Point localization data:
● ● ● ● ●
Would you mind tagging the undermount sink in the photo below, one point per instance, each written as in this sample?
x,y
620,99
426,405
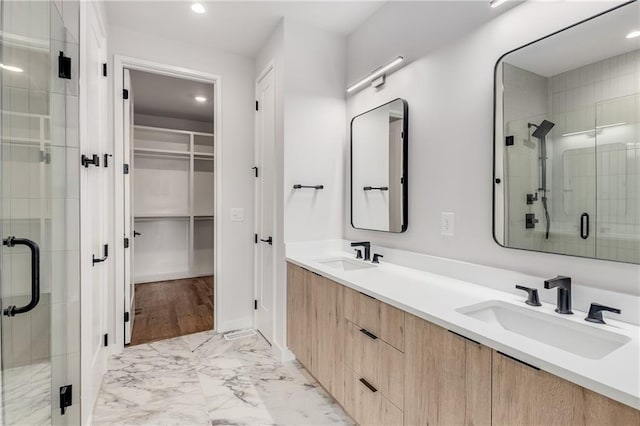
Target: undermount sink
x,y
344,264
579,339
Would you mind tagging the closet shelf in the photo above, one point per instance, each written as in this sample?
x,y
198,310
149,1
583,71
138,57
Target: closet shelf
x,y
161,152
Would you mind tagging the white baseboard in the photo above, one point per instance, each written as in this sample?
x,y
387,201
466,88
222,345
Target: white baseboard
x,y
239,324
283,353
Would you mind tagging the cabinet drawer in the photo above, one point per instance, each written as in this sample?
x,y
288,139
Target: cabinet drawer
x,y
380,319
379,363
367,405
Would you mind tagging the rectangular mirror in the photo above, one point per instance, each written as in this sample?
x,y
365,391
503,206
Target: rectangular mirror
x,y
567,141
379,168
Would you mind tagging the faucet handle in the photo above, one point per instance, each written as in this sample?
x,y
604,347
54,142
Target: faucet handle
x,y
532,298
559,281
595,313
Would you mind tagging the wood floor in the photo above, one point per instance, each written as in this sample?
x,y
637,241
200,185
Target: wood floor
x,y
169,309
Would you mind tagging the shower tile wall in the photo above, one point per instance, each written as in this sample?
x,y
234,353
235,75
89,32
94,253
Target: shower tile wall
x,y
577,101
598,96
525,102
40,198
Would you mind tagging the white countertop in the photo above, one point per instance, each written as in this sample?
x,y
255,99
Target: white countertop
x,y
436,298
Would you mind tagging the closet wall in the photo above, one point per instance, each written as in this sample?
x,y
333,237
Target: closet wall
x,y
173,187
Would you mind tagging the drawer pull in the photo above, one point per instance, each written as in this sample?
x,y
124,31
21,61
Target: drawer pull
x,y
517,360
368,333
369,385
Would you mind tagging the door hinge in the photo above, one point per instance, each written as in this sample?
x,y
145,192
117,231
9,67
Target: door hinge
x,y
94,159
65,398
105,256
45,157
64,66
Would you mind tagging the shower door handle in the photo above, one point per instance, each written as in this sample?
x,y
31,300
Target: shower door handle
x,y
35,275
584,226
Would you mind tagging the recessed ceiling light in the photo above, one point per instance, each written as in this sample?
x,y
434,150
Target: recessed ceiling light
x,y
634,34
198,8
11,68
496,3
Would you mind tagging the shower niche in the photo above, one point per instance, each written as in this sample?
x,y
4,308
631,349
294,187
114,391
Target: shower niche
x,y
567,141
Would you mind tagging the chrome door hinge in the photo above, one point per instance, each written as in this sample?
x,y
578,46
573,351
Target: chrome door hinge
x,y
65,398
64,66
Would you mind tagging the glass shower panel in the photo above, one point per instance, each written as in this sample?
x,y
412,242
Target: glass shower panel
x,y
39,282
618,179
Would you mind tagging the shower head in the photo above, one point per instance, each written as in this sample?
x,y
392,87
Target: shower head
x,y
543,129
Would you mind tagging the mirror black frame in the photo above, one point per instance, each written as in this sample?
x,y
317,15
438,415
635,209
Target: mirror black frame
x,y
405,165
497,180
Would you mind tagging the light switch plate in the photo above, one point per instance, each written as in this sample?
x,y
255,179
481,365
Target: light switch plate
x,y
447,224
237,214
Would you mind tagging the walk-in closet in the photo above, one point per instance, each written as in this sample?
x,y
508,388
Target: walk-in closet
x,y
171,199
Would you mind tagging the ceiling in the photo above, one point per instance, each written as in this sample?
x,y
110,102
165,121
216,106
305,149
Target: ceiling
x,y
239,27
164,96
593,41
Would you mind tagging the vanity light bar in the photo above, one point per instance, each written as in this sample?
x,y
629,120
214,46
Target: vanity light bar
x,y
593,130
496,3
375,74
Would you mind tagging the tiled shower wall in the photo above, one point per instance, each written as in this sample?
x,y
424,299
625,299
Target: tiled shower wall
x,y
599,94
40,197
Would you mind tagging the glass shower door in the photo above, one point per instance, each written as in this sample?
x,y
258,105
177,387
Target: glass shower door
x,y
38,255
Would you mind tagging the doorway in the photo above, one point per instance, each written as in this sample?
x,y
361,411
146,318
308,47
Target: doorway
x,y
169,144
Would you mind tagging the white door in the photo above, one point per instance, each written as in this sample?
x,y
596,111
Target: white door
x,y
129,293
93,220
265,205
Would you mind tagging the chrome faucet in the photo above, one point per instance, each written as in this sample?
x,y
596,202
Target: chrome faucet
x,y
564,293
367,248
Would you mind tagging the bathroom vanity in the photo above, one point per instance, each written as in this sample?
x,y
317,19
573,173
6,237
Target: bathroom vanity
x,y
398,345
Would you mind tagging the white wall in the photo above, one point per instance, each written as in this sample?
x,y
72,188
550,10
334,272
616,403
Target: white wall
x,y
310,119
450,96
235,286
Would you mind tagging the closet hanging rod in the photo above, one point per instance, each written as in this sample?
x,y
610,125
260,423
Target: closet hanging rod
x,y
298,186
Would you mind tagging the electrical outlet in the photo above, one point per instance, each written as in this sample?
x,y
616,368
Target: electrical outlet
x,y
237,214
447,224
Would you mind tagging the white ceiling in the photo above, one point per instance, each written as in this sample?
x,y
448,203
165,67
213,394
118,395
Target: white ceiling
x,y
239,27
164,96
592,41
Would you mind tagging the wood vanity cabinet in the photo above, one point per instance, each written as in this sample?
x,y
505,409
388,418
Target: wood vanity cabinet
x,y
315,332
447,378
373,360
388,367
524,395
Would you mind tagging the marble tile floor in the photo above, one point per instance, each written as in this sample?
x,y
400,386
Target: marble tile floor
x,y
26,395
202,379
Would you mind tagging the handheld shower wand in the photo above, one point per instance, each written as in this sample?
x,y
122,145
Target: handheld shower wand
x,y
540,132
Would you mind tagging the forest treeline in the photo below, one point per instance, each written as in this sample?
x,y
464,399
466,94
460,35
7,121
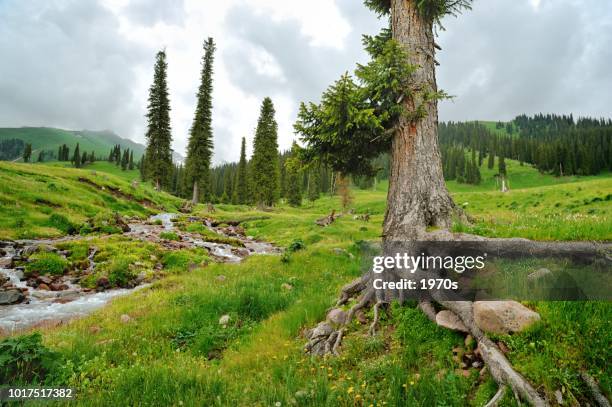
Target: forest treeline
x,y
554,144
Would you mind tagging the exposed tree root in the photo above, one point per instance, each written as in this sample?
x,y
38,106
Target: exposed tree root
x,y
352,289
499,367
377,306
338,342
367,297
596,392
428,310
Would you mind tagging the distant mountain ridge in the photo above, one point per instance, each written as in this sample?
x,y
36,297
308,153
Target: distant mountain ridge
x,y
99,141
48,138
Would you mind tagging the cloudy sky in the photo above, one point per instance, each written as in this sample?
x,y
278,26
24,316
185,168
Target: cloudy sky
x,y
87,64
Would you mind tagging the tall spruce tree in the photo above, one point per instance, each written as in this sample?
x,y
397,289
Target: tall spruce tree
x,y
264,165
294,178
200,147
76,158
314,181
242,178
159,136
27,153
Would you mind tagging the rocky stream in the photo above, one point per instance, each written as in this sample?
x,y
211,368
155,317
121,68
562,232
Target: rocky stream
x,y
27,302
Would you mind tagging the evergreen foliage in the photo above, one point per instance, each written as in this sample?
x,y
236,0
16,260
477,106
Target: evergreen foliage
x,y
265,170
200,146
242,183
294,177
76,157
159,137
354,122
27,153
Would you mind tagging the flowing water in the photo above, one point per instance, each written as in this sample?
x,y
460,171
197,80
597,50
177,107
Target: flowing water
x,y
44,306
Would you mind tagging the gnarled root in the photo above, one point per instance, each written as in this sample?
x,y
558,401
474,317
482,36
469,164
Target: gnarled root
x,y
352,289
500,368
377,306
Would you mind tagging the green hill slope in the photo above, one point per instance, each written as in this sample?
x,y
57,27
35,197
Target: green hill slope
x,y
46,201
46,138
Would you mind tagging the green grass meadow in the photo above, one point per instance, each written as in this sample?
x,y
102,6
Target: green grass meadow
x,y
173,351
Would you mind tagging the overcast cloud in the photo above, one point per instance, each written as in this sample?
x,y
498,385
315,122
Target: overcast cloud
x,y
88,63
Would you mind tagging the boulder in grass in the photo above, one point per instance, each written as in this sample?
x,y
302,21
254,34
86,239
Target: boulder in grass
x,y
450,320
336,316
503,317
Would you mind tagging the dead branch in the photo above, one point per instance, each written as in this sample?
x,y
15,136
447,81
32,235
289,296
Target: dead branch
x,y
494,402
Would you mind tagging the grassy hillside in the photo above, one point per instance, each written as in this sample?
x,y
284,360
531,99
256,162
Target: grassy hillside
x,y
102,166
519,177
174,351
33,196
45,138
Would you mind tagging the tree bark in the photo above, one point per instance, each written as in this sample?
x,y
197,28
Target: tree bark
x,y
195,196
417,196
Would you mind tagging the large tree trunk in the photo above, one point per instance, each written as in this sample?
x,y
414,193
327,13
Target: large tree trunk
x,y
195,195
417,196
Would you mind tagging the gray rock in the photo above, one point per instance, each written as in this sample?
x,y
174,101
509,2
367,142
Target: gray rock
x,y
449,320
537,275
29,250
336,316
6,263
323,330
12,296
503,317
44,280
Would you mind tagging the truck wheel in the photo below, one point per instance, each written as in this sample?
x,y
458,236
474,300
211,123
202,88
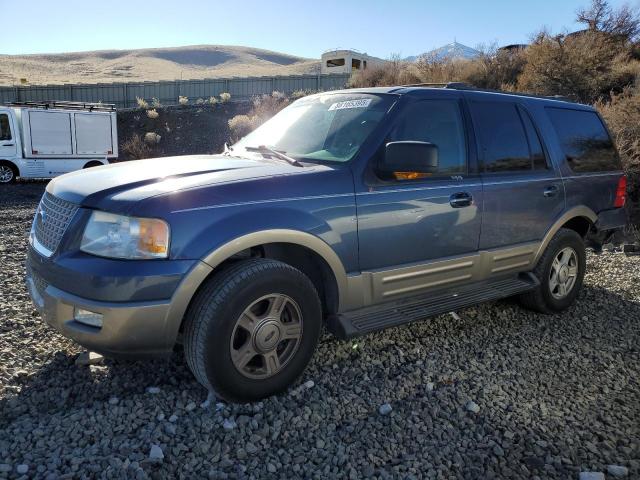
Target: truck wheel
x,y
560,271
251,330
8,172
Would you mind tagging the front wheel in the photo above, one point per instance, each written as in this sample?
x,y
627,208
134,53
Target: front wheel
x,y
561,271
252,329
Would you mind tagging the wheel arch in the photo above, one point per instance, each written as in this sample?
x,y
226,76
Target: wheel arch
x,y
579,219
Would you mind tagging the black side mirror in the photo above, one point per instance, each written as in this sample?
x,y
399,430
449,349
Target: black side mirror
x,y
410,156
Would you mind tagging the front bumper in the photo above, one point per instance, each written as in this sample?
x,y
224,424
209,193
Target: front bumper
x,y
129,329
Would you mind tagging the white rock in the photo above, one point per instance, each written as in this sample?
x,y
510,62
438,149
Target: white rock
x,y
229,424
591,476
156,453
472,406
89,358
617,471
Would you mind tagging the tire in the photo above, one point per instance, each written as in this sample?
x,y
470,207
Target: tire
x,y
8,173
229,320
550,297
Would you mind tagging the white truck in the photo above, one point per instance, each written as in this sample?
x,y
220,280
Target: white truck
x,y
46,139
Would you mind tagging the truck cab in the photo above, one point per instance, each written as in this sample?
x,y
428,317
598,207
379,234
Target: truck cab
x,y
47,139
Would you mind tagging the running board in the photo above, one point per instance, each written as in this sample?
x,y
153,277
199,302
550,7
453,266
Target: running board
x,y
391,314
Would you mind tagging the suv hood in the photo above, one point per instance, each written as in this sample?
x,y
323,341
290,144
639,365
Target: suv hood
x,y
123,184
● ● ● ● ●
What you should do:
The required output is the line containing "Would you mind tagging the truck cab" through the last line of the records above, each copied exactly and nothing more.

Answer space:
Would you mind tagging the truck cab in the photo above, one point per instance, each written as in this sample?
x,y
428,317
598,207
379,234
Target: truck cab
x,y
47,139
Would you mind tagging the running board in the photo above, one point per instance, each written as in this sample?
x,y
153,277
199,302
550,7
453,266
Target: running board
x,y
391,314
Would you mind tagging the suv hood in the photo above, one point per instance, each written as in this sample?
x,y
323,341
290,144
639,365
Target: suv hood
x,y
123,184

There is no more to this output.